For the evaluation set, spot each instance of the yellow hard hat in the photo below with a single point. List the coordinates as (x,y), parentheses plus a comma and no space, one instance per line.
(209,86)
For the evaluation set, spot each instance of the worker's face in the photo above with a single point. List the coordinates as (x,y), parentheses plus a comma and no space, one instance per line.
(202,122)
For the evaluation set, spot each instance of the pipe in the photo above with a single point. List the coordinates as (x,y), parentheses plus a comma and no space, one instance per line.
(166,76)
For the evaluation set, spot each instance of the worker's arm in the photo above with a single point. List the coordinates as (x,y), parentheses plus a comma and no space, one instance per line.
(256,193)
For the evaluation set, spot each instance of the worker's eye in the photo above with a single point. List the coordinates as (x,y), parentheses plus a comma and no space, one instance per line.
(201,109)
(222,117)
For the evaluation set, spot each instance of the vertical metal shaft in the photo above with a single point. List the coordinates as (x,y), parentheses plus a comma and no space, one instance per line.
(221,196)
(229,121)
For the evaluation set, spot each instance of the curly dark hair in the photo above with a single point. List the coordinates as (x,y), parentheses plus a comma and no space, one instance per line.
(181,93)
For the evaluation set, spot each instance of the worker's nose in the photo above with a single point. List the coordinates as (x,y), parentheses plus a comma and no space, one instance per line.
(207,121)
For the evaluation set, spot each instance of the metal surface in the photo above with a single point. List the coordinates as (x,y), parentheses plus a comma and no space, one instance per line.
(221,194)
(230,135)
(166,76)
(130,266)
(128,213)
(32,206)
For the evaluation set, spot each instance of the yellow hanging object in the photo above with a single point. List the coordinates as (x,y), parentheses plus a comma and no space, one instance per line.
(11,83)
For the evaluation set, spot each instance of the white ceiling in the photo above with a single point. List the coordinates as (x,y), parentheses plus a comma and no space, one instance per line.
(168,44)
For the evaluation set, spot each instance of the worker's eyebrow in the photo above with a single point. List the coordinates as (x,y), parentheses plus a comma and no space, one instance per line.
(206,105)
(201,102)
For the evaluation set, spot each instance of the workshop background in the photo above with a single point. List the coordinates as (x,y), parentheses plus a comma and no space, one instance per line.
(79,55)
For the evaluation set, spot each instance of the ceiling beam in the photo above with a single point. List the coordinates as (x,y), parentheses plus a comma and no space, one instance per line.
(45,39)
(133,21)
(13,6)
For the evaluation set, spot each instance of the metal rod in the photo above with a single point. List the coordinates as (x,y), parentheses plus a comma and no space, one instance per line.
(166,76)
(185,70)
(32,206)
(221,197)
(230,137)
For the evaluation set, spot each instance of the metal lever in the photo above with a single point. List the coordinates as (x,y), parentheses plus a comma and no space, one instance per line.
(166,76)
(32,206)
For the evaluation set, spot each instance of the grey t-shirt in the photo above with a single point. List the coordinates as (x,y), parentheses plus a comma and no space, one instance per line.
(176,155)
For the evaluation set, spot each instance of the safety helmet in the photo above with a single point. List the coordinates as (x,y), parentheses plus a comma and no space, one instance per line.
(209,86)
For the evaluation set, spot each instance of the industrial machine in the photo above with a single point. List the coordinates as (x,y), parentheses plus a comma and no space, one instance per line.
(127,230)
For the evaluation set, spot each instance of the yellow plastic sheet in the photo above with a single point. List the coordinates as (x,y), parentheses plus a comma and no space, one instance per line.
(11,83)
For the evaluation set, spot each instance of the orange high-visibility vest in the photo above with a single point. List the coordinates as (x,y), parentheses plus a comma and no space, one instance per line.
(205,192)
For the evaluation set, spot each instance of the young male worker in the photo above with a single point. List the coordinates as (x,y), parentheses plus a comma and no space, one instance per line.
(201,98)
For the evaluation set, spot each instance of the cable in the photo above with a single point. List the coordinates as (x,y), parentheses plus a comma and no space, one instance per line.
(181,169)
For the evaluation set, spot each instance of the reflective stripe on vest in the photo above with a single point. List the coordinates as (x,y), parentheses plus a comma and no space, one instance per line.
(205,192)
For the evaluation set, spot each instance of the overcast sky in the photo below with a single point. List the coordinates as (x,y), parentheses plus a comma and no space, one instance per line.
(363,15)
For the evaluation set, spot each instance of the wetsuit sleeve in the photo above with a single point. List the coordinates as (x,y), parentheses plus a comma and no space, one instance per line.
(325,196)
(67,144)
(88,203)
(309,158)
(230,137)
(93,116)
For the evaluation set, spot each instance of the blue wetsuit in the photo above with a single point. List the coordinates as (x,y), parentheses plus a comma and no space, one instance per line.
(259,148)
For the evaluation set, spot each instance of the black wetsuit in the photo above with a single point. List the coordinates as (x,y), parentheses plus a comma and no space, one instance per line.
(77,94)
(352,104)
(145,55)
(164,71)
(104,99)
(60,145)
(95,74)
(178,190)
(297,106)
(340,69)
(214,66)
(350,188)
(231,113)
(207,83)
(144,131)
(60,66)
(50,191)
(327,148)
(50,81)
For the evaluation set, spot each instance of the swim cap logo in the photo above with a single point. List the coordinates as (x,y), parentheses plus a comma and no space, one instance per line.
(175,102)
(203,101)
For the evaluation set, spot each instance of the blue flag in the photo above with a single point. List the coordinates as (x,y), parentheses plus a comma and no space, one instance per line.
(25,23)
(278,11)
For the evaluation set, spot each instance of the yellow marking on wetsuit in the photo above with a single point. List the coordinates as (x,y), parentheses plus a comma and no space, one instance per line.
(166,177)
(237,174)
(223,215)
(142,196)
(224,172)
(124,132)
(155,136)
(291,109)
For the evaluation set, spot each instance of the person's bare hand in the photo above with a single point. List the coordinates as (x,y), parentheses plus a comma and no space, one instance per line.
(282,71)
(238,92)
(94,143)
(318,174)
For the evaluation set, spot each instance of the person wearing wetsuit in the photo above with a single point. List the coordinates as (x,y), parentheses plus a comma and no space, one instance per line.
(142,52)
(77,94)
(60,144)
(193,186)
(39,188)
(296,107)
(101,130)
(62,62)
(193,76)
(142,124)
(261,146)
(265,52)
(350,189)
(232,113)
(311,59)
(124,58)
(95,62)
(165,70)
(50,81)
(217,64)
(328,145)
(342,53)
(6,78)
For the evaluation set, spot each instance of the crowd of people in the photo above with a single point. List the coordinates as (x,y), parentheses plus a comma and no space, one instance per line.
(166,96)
══════════════════════════════
_What to do:_
Locate the line that contains "For the evaluation set, spot each instance of the yellow marking", then please quote it and every line after it to the end of the entries above, exactly and with nothing else.

_Worked answer:_
For the evaluation set, spot each instance of the yellow marking on wetsuit in the photo above with a single point. List the coordinates as (x,y), parentheses plus a comma and no space, one instance per line.
(166,177)
(237,174)
(223,215)
(142,196)
(224,172)
(124,132)
(155,136)
(291,109)
For the evaluation set, spot each instance of the person's bare hand in the photo above with a single point. List the coordinates as (x,y), parentheses plus a comma and no space, one instance per line.
(282,71)
(238,92)
(94,143)
(318,174)
For the evaluation set, spot each instance of the person wearing wetsuit in the photo above with a single point. List the coordinates as (x,y), parentheses plus a comma and no space, one instance per line.
(142,52)
(77,94)
(60,144)
(193,186)
(39,188)
(296,107)
(101,130)
(62,62)
(193,76)
(142,124)
(261,146)
(265,52)
(350,189)
(232,113)
(311,59)
(124,58)
(95,62)
(165,70)
(50,81)
(217,64)
(328,145)
(342,53)
(6,78)
For the evaluation set, spot each instance of the crowd of people in the photo above with a single point. List the coordinates as (x,y), parentheses plus a comma and no space, one instance per line.
(166,96)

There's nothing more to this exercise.